# Given text:
/---

The company I worked for was a family business, and the different family members held their respective departments as totally different businesses. They had different companies on the paystubs even though they operated on the same lot. Instead of seeing this for what it was, an attempt to separate the workers, I viewed my “department” as the full extent of my shop. So, I looked around at my coworkers and started having one-on-ones with those I felt would be most receptive to the idea of organizing. Even though I had a rough idea of the social landscape at my job I did not do much analysis of social relationships and soft leadership before beginning.
I allowed the seasonality of the job, the fact that it closes each winter, to cloud my judgment and justify an accelerated approach to organizing. I was able to quickly rope together a group of 3 out of the 6 coworkers to have a march on the boss about a couple of key issues, including pay and scheduling. I didn’t know the IWW teaches a specific methodology for this tactic in OT101, but we got lucky and the tactics our boss tried didn’t work, and we happened to follow a lot of the methodology such as making (relatively) specific demands and setting a deadline. During the march on the boss, one of my coworkers aired grievances I didn’t know about, because I hadn’t spent adequate time talking to her. None of those grievances ended up getting resolved.
A few days after our march on the boss we won several important demands: Everyone except the manager was awarded a raise and the workers took over the schedule and handled it without any input from the owner and no input from the manager except as to his own schedule. We had also complained about people being sent home early and missing out on hours and this was stopped. We also wanted a return of the “dollar days” program from the previous summer which gave us a cut of the sales and we got it.
I was over the moon. I excitedly bragged about our successes at the next local branch organizer committee meeting. Then the questions started. “What specific questions did you ask your coworkers during your one-on-ones? What did they say?” I hadn’t bothered to keep a detailed job journal and couldn’t provide very specific answers, so I wasn’t able to bring that much of what I’d learned back to the group. “Did you do X, Y, and Z at the march on the boss like we teach?” I didn’t know we had established best practices for that.

\---

# Goal 1:
Locate every row below that contains the string "plume", treating uppercase and lowercase as distinct, and copy each of those rows in full.

# Supplied material:
/---

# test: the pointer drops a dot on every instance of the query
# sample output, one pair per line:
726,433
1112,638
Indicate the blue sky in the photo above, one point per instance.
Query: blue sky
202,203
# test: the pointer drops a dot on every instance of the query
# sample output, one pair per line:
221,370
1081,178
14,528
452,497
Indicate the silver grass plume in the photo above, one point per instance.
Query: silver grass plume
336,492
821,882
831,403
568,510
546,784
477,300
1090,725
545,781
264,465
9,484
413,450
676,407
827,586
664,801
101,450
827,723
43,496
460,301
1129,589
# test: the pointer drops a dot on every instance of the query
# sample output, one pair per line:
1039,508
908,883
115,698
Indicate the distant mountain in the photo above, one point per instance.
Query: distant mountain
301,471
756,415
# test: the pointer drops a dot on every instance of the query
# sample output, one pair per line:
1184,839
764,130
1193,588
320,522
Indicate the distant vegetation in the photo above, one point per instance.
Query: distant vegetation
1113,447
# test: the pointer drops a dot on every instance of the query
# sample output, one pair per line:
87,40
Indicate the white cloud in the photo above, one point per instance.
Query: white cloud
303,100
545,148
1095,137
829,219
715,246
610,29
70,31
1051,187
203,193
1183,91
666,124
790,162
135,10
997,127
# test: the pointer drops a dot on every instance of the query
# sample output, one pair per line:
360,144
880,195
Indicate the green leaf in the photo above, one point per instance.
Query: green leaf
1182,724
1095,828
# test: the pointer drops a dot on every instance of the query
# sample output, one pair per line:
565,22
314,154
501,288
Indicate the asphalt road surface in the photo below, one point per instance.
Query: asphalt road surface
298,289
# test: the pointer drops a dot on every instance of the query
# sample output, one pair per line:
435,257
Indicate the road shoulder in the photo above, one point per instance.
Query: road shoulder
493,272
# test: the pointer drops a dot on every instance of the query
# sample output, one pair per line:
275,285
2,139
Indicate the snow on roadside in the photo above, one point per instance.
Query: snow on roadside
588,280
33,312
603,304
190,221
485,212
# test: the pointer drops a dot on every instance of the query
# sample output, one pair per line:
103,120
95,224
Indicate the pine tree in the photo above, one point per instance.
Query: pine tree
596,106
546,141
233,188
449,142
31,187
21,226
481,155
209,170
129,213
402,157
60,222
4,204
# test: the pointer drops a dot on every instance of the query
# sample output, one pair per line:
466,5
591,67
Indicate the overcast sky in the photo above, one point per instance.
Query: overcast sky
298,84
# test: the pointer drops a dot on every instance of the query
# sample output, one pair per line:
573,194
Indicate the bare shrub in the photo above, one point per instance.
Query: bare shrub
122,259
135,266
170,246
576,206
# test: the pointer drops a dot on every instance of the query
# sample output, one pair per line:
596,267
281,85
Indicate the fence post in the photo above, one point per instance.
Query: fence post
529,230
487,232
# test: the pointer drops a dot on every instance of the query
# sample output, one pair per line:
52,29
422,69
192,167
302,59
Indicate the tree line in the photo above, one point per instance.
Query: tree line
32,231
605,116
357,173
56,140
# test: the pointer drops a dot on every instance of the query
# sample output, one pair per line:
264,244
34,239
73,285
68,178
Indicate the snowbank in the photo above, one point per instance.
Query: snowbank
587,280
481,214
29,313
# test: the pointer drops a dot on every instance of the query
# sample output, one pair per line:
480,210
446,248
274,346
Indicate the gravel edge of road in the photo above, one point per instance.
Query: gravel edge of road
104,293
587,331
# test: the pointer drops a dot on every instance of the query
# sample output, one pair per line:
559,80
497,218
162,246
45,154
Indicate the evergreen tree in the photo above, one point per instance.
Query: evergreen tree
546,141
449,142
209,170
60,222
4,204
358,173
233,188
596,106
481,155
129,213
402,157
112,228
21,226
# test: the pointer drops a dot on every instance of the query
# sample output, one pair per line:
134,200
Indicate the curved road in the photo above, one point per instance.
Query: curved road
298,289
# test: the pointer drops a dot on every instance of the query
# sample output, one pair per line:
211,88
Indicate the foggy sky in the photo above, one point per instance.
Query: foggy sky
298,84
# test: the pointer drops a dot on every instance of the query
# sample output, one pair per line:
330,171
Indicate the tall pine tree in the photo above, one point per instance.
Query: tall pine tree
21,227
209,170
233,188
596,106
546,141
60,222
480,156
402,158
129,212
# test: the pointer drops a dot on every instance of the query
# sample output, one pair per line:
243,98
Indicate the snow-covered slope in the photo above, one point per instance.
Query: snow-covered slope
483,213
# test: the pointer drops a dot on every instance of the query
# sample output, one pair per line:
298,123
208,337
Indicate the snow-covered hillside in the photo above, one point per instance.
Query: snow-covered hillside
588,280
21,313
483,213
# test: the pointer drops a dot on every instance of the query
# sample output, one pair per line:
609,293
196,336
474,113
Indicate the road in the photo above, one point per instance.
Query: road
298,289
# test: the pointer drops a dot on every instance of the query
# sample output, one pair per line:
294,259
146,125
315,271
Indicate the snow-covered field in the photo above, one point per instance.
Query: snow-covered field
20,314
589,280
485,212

\---

# Goal 2:
Reproduce the account of workplace organizing above in its entirety, word for word.

# Expected output 1:
Indicate the silver grass plume in the photo above, one point per instance.
Query: silver grass plume

# Expected output 2:
The company I worked for was a family business, and the different family members held their respective departments as totally different businesses. They had different companies on the paystubs even though they operated on the same lot. Instead of seeing this for what it was, an attempt to separate the workers, I viewed my “department” as the full extent of my shop. So, I looked around at my coworkers and started having one-on-ones with those I felt would be most receptive to the idea of organizing. Even though I had a rough idea of the social landscape at my job I did not do much analysis of social relationships and soft leadership before beginning.
I allowed the seasonality of the job, the fact that it closes each winter, to cloud my judgment and justify an accelerated approach to organizing. I was able to quickly rope together a group of 3 out of the 6 coworkers to have a march on the boss about a couple of key issues, including pay and scheduling. I didn’t know the IWW teaches a specific methodology for this tactic in OT101, but we got lucky and the tactics our boss tried didn’t work, and we happened to follow a lot of the methodology such as making (relatively) specific demands and setting a deadline. During the march on the boss, one of my coworkers aired grievances I didn’t know about, because I hadn’t spent adequate time talking to her. None of those grievances ended up getting resolved.
A few days after our march on the boss we won several important demands: Everyone except the manager was awarded a raise and the workers took over the schedule and handled it without any input from the owner and no input from the manager except as to his own schedule. We had also complained about people being sent home early and missing out on hours and this was stopped. We also wanted a return of the “dollar days” program from the previous summer which gave us a cut of the sales and we got it.
I was over the moon. I excitedly bragged about our successes at the next local branch organizer committee meeting. Then the questions started. “What specific questions did you ask your coworkers during your one-on-ones? What did they say?” I hadn’t bothered to keep a detailed job journal and couldn’t provide very specific answers, so I wasn’t able to bring that much of what I’d learned back to the group. “Did you do X, Y, and Z at the march on the boss like we teach?” I didn’t know we had established best practices for that.